Heavy Love is the fourth studio album by English singer Louise. It was released on 17 January 2020 by Lil Lou Records under partnership with Warner. The album was preceded by the single "Stretch", released on 26 March 2019. The album includes contributions from Clean Bandit, Eg White, Raye, Karen Poole and Sinéad Harnett. "Lead Me On" was released on 4 July 2019 as the album's second single, receiving its premiere on BBC Radio 2. "Not the Same" was released as the third single alongside a lyric video. The track reached BBC Radio 2's C-List. "Hurt" was released as the fourth single with a 'Single Version', with the track being added BBC Radio 2's A-List.

On 4 September 2019, it was announced that the album would be postponed from 18 October 2019 to 17 January 2020, with Louise citing the promotional schedule for 9 to 5: The Musical as the reason for the delayed release.

The album debuted at number 11 on the UK Albums Chart on the issue dated 24 January 2020.

** SUPPLIED RECORDS **
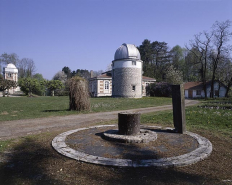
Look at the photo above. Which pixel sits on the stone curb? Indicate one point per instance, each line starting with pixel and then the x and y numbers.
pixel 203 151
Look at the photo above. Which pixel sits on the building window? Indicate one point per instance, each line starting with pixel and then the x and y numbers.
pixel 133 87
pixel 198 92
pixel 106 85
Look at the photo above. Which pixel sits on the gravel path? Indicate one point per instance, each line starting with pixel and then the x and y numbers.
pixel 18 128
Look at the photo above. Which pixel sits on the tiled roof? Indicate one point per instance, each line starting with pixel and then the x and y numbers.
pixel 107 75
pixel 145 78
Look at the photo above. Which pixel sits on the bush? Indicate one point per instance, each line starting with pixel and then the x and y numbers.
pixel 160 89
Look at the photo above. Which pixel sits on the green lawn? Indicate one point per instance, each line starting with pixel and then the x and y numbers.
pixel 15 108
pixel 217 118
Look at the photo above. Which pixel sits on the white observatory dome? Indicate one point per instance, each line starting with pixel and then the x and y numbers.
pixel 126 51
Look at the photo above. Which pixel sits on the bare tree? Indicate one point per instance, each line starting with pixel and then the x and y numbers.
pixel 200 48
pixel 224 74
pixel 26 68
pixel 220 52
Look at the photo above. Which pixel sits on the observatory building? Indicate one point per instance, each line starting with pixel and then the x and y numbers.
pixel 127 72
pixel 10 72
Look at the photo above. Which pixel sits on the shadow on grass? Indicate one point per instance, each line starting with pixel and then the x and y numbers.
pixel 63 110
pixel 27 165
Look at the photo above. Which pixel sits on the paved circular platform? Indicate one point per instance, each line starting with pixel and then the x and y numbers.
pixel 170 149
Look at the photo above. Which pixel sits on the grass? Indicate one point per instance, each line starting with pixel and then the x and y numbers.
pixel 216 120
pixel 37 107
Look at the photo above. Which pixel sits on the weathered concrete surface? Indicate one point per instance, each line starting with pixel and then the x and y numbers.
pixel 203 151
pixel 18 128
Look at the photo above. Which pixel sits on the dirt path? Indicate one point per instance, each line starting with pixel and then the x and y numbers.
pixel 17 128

** ACTIVITY 1 **
Answer these from the text about the album Heavy Love:
(a) Which single came out ahead of the album on 26 March 2019?
(b) What release date was the album first set for before the delay?
(c) At what number did the album debut on the UK Albums Chart?
** ACTIVITY 2 **
Carry the text about the album Heavy Love further from its last sentence.
The records have nothing to do with the album text above them.

** EXERCISE RESULT 1 **
(a) "Stretch"
(b) 18 October 2019
(c) Number 11

** EXERCISE RESULT 2 **
Track listing

Charts

Heavy Love Tour
Dates:

The Heavy Love Tour began in Southampton on 12 March 2020, visiting the following venues:
 12 March 2020: 1865, Southampton
 14 March 2020: Tramshed, Cardiff
 15 March 2020: SWX, Bristol
 16 March 2020: O2 Institute, Birmingham

Postponed dates

The following dates were announced as indefinitely postponed on 17 March 2020 due to the COVID-19 pandemic:
 18 March 2020: Rock City, Nottingham
 19 March 2020: O2 Ritz, Manchester
 21 March 2020: Beckett Student Union, Leeds
 22 March 2020: SWG3, Glasgow
 24 March 2020: Boiler Shop, Newcastle
 25 March 2020: Cambridge Junction, Cambridge
 26 March 2020: Shepherd's Bush Empire, London

Setlist

The setlist on 12 March:
 "Hammer"
 "In Walked Love" (new mix by Steve Anderson)
 "Stretch" (Initial Talk Remix)
 "2 Faced"
 "Stay" (Eternal song), including an interpolation of "Sweet Love" by Anita Baker
 "Villain"
 "Escapade" (Janet Jackson cover)
 "Lead Me On"
 "Stuck in the Middle with You"
 "Straight to My Heart"
 "Naked" (new mix by Steve Anderson)
 "Settle for Nothing"
 "So Good (Eternal song)
 "Oh Baby I..." (Eternal song)
 "Just a Step from Heaven" (Eternal song)
 "Light of My Life" (Piano and Vocal Mix)
 "Not the Same"
 "Arms Around the World" (new mix by Steve Anderson)
Encore:
 "Wrong"
 "Hurt"
 "The Boss" (Diana Ross cover)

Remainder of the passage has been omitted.